# TO DO:
(1) List every username that appears with the @ sign in the forum thread on uploading files larger than 5GB to the model hub, giving each one only once.
(2) From the forum thread on uploading files larger than 5GB to the model hub, print the part that opens with the words containing "Thanks for replying." and closes with "on local machine.".
(3) Answer these questions using the forum thread on uploading files larger than 5GB to the model hub.
(a) What error did the first poster get after following the aws s3 cp instructions?
(b) Which version of Ubuntu is on the dual-boot machine described in the thread?
(c) According to the thread, which library does git-lfs use for its own upload calls?

━━━━━ TEXT FOR ANALYSIS

Uploading files larger than 5GB to model hub

I want to upload ctrl to model hub. I have followed the instructions from the documentation and it seems that they are applicable for smaller models (<5GB). Issues have been raised here and here but it still seems unresolved.

I followed the one shared by @julien-c (aws s3 cp …) but got the error Unable to locate credentials indicating that they are for HF staff.

I am getting the error could not push some refs as 5GB limit is crossed. Can you please suggest a workaround if that exists ?

@patrickvonplaten

Did you install git-lfs? git lfs install

You also have to install our custom transfer agent for files >5GB: transformers-cli lfs-enable-largefiles

Let me know if this helps!

Thanks for replying. I have git lfs and I tried custom transfer agent earlier. I tried it again just now, still gives me:

EOFoading LFS objects:  50% (1/2), 5.0 GB | 0 B/s                                                                                                                                                            
error: failed to push some refs to 'https://huggingface.co/prajjwal1/ctrl_discovery_1'

I manged to do it on the server. For some reason, it won’t work on local machine.

are you able to upload files to S3 from your local machine? Might be a proxy-related issue.

If you want more info, you can try GIT_TRACE=1 GIT_CURL_VERBOSE=1 git push

I have loaded many models with earlier version of transformers which used to not rely on lfs. I’m not sure whats the issue on local machine, but its working on the server. May use the flag if I would need a trace.

@prajjwal1 git-lfs does its own networking (upload) calls with libcurl so the behavior when behind a proxy might be different from python-requests.

Let me know if you get more info in the future, this is interesting!

Hello @julien-c ,

I am facing similar issues, attempting to upload a large file (just above 5GB) using git-lfs. I have a dual boot on my machine, and unfortunately did not manage to upload neither from Windows or Ubuntu 18.04.

I have git-lfs installed with the environment variable GIT_LFS_SKIP_SMUDGE=1 and ran

(transformers) λ transformers-cli lfs-enable-largefiles .
Local repo set up for largefiles

Interestingly, both the Windows and Ubuntu version return the following warning after adding the file:

E:\path\to\gpt-neo-1.3B (main -> origin)
(transformers) λ git add rust_model.ot
Encountered 1 file(s) that may not have been copied correctly on Windows:
        rust_model.ot

See: `git lfs help smudge` for more details.

Attempting to push returns a similar warning:

(transformers) λ git push
EOFoading LFS objects: 100% (1/1), 5.3 GB | 0 B/s
error: failed to push some refs to 'https://huggingface.co/EleutherAI/gpt-neo-1.3B'

I read that git-lfs has issues for files larger than 4GB on windows - but I am surprised to face issues on my Ubuntu partition. Am I missing something?

━━━━━━━━━━
━━━━━ RECORD SET

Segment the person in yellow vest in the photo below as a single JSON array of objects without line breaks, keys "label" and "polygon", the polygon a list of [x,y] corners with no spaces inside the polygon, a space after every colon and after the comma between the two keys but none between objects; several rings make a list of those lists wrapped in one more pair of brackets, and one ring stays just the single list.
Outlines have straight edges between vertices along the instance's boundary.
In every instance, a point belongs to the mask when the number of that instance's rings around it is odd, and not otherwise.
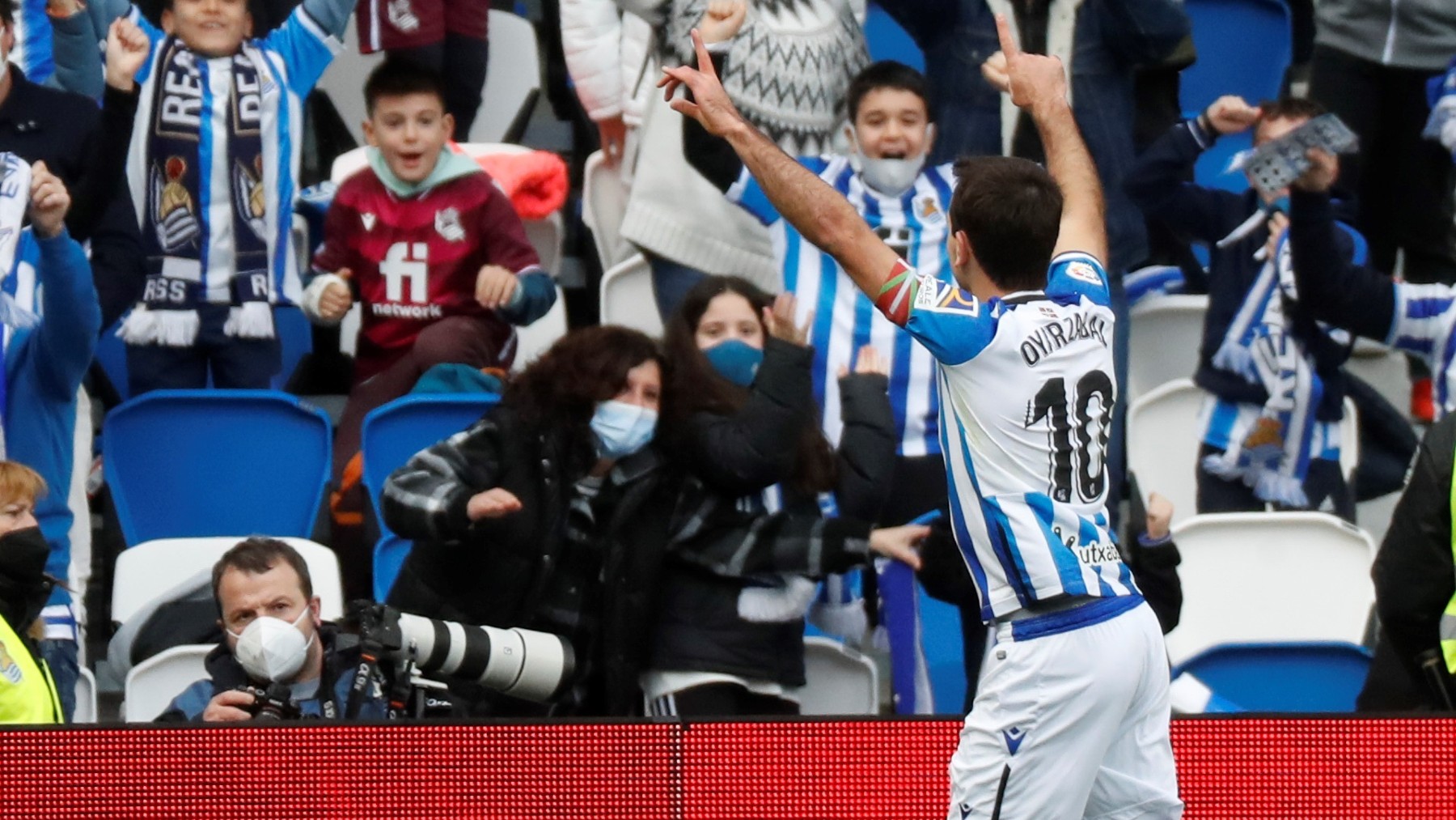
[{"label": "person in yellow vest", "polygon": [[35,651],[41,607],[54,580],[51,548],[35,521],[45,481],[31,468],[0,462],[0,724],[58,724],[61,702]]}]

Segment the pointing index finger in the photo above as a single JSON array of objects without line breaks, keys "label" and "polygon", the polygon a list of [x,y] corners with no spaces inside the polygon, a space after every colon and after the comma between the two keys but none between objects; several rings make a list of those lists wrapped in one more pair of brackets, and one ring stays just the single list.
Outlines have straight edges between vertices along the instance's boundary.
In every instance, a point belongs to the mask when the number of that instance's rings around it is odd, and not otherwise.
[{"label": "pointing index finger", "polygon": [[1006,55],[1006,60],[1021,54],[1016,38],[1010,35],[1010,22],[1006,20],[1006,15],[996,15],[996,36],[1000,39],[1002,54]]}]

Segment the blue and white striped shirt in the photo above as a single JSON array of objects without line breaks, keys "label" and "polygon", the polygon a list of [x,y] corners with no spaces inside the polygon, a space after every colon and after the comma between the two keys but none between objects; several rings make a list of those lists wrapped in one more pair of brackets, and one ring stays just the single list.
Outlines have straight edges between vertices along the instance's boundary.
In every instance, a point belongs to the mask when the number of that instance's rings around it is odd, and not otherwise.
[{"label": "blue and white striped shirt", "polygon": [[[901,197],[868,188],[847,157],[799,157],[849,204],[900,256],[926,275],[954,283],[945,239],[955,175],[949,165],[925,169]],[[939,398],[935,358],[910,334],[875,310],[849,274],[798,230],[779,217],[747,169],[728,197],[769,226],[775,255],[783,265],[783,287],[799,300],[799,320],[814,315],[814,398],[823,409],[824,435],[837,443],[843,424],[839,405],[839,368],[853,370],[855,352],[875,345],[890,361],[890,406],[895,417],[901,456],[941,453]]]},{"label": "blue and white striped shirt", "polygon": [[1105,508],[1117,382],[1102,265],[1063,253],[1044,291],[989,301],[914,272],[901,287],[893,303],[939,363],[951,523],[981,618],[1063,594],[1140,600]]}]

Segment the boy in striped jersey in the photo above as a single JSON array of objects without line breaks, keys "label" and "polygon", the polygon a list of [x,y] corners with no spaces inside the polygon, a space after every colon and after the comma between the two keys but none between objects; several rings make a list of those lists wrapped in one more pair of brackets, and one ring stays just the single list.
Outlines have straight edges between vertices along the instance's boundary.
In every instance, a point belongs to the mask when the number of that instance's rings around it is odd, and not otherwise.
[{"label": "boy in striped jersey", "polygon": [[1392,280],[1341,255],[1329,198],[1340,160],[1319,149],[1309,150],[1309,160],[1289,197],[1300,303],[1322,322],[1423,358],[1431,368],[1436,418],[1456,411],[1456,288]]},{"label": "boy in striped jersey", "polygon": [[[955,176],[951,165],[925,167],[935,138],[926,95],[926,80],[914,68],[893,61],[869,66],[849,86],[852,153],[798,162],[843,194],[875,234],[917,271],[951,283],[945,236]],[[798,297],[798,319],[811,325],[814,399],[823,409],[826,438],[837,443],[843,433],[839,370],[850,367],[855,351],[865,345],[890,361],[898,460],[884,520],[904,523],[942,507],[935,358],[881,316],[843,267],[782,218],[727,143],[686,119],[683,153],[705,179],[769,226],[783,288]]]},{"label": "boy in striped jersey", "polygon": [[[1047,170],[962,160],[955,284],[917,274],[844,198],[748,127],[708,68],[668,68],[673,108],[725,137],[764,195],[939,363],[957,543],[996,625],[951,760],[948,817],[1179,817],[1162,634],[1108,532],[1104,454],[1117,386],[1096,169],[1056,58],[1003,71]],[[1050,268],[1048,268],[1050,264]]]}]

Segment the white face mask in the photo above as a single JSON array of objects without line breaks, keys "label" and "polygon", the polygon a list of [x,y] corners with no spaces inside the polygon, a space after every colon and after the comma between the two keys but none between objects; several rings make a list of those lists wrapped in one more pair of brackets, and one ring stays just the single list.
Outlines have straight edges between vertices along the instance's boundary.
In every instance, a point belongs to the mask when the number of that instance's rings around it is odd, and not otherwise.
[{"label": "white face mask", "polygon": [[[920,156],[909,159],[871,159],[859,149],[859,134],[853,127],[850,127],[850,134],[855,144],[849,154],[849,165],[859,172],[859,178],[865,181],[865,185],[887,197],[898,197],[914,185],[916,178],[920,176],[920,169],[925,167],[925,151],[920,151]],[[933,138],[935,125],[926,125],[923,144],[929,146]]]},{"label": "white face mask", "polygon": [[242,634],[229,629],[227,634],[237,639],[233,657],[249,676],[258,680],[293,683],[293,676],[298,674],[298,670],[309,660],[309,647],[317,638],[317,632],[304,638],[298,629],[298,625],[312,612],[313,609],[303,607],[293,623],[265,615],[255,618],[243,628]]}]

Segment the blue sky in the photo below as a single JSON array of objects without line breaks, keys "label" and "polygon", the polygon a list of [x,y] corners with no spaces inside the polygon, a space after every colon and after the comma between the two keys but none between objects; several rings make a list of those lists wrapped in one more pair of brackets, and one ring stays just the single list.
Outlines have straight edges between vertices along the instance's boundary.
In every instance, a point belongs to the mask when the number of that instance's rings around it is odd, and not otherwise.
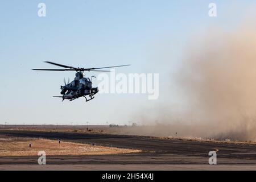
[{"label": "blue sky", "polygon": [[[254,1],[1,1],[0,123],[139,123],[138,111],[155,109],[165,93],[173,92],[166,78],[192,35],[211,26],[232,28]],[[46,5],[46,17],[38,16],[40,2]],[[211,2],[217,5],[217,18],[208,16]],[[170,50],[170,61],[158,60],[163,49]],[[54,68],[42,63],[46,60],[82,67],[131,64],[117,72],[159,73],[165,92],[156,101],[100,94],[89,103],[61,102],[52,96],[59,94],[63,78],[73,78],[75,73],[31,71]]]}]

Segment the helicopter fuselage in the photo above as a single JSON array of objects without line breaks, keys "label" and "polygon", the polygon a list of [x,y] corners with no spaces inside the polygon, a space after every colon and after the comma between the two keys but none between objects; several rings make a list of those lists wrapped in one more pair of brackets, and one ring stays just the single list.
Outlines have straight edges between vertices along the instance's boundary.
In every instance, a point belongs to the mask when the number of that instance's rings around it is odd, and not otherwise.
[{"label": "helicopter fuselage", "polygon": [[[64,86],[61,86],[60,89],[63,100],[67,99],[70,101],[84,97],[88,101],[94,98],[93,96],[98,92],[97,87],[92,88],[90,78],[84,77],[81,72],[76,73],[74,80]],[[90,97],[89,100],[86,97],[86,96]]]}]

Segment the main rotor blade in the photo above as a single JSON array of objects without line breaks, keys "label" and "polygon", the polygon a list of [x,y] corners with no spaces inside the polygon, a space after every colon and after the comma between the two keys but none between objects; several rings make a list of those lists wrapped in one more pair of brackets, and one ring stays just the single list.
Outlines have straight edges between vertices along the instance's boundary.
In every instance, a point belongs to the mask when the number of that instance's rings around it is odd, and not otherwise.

━━━━━━━━━━
━━━━━ RECORD SET

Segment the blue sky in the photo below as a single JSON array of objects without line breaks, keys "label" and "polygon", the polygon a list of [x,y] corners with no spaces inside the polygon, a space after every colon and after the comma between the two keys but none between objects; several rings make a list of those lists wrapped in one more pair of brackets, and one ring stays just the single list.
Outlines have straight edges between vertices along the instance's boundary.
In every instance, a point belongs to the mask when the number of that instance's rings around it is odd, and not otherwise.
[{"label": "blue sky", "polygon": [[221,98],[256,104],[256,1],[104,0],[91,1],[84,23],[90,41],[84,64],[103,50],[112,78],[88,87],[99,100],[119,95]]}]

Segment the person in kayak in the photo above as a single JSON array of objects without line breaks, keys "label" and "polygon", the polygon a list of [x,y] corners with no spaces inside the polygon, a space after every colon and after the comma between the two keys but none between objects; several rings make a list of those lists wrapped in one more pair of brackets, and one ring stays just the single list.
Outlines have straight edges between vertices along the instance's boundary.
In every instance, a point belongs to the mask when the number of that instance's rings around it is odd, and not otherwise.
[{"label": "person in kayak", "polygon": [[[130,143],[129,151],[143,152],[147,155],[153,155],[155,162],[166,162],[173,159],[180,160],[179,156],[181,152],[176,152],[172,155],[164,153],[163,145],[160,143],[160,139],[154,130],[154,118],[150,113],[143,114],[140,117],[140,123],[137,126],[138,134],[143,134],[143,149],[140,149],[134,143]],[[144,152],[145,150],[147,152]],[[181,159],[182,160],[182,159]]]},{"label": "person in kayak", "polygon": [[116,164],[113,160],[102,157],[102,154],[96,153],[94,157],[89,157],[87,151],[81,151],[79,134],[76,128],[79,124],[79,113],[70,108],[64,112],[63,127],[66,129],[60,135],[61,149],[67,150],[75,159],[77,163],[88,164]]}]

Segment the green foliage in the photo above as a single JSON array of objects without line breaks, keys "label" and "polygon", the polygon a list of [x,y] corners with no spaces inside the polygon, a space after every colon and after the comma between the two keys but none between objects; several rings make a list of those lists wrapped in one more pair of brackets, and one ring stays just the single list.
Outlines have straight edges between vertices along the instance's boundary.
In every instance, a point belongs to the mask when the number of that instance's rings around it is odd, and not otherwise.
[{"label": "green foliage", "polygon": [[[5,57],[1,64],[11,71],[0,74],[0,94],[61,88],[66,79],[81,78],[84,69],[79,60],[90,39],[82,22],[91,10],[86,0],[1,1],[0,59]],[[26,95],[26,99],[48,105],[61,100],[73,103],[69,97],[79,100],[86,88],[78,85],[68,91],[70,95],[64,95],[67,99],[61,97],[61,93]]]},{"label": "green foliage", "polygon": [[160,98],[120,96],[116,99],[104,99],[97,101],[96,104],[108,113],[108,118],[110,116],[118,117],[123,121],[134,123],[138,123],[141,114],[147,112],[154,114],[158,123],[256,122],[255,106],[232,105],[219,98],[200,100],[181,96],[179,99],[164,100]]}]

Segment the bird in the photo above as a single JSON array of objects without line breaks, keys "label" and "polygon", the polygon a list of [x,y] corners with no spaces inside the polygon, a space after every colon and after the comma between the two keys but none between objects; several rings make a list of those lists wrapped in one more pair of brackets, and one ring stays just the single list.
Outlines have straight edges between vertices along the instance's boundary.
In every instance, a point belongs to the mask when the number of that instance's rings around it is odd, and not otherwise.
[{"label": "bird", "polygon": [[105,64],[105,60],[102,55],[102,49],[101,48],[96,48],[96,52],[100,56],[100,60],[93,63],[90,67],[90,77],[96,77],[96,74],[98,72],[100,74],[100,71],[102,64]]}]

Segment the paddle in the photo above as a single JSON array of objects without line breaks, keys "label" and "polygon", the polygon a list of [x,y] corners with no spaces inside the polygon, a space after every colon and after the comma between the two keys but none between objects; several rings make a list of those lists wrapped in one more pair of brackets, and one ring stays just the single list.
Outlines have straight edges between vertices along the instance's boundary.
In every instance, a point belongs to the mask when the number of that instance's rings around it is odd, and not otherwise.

━━━━━━━━━━

# SOLUTIONS BELOW:
(1)
@julien-c
@patrickvonplaten
@prajjwal1

(2)
Thanks for replying. I have git lfs and I tried custom transfer agent earlier. I tried it again just now, still gives me:

EOFoading LFS objects:  50% (1/2), 5.0 GB | 0 B/s                                                                                                                                                            
error: failed to push some refs to 'https://huggingface.co/prajjwal1/ctrl_discovery_1'

I manged to do it on the server. For some reason, it won’t work on local machine.

(3)
(a) Unable to locate credentials
(b) Ubuntu 18.04
(c) libcurl